**EXERCISE GOAL**
From the text below about learning to drive a standard shift car, transcribe the stretch from "This summer I" through "my car back.".

** begin DOCUMENT EXTRACT **

This summer I took on the task of teaching my step-daughter how to drive a standard shift car. Cara had been driving for several years already, but always a car with an automatic transmission. Since her father traded the car she had been driving for a standard shift car, she had to either learn how to drive this new car or learn the bus schedule. Since she was using my car until she learned either of these things, we thought it would be best to give her a deadline. I also wanted my car back.

We began our lessons driving around the roads of the small town where we live –roads with no stop lights and little traffic. We drove around practicing starting and stopping, making left and right hand turns and backing up. As we drove we discussed the importance of being able to drive a standard transmission. Well, this isn’t completely accurate. There really wasn’t a lot of discussing going on. Cara kept saying, “Why would anyone want to drive a standard?” “Why don’t they make all cars automatics?” “Why do I have to learn?” and I kept saying, “This way you’ll be able to drive any car.” “People like to drive standards because they feel they have more control.” “You’ll appreciate it in the winter when you will be able to downshift.” I did feel encouraged on the second day of our lessons when she said, “When will I be able to shift gracefully?”

After a couple of afternoons of driving around the back roads of our town it was clear that she had mastered the basics. Since my step-daughter was living in Northampton and going to school and working at UMass, she was going to need to be able to drive through the center of Northampton and down Route 9— a street full of stoplights and traffic. Since our next step was to drive in traffic, we started at the university. Cara got in, started the car and pulled out of the parking lot and stopped at the first traffic light. When the light turned green, she stalled. And then she stalled again. And then she stalled again. “It’s okay,” I said, waving the honking cars around us. “You’re okay, keep trying.” Finally she got the car going and we came up to the next light and stopped. The light turned green and she stalled. And then she stalled again. And then she stalled again. Luckily we were near one of the university’s parking lot. “Pull into the lot,” I said as I again waved the honking cars around us. “I can’t do it,” she said. “You can,” I said. “You just need to practice.” We pulled into the lot and practiced stopping and starting in order to regain her confidence and then we went back onto the road.

** end DOCUMENT EXTRACT **
** begin RAW DATA **

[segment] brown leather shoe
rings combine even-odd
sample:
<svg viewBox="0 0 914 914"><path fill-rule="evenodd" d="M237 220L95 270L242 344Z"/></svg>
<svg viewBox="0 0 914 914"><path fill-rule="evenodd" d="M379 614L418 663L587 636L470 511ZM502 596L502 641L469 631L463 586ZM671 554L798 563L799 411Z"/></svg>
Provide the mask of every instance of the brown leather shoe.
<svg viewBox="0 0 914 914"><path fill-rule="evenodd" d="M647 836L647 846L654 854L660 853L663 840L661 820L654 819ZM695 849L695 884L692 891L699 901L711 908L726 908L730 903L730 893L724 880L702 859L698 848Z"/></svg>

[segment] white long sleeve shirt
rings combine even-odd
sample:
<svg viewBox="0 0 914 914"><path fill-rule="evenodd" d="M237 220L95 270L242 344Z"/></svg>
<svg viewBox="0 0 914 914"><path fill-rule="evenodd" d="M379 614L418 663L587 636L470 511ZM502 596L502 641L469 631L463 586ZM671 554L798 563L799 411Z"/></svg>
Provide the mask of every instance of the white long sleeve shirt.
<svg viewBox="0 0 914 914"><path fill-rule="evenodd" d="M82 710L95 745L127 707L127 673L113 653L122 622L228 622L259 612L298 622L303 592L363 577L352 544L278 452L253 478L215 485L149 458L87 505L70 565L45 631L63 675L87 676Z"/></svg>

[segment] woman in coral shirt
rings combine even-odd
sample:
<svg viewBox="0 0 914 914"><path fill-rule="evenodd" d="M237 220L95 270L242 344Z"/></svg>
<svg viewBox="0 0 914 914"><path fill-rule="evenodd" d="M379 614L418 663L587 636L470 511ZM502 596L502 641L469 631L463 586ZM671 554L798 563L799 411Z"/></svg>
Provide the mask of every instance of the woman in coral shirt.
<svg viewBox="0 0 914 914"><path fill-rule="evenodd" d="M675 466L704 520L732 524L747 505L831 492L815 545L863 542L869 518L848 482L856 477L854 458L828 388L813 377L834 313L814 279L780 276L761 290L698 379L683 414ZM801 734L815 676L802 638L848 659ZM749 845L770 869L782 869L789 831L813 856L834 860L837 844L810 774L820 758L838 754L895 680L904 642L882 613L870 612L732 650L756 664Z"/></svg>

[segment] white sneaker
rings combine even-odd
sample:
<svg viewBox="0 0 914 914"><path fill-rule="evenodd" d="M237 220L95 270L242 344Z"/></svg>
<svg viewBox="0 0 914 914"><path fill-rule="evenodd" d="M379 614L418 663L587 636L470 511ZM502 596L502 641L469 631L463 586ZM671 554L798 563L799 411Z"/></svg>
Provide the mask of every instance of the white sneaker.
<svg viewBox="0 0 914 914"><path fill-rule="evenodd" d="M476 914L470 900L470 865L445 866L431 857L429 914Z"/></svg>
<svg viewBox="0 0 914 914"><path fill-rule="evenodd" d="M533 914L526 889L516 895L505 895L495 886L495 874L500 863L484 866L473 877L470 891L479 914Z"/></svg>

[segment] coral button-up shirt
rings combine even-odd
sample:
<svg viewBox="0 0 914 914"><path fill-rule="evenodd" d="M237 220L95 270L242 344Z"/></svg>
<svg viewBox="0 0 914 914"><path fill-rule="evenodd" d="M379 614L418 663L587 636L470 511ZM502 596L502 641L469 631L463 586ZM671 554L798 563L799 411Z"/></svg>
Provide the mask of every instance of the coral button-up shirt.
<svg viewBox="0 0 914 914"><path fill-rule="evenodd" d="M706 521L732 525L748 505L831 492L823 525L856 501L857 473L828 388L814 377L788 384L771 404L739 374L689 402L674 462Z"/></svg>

** end RAW DATA **

**RESULT**
This summer I took on the task of teaching my step-daughter how to drive a standard shift car. Cara had been driving for several years already, but always a car with an automatic transmission. Since her father traded the car she had been driving for a standard shift car, she had to either learn how to drive this new car or learn the bus schedule. Since she was using my car until she learned either of these things, we thought it would be best to give her a deadline. I also wanted my car back.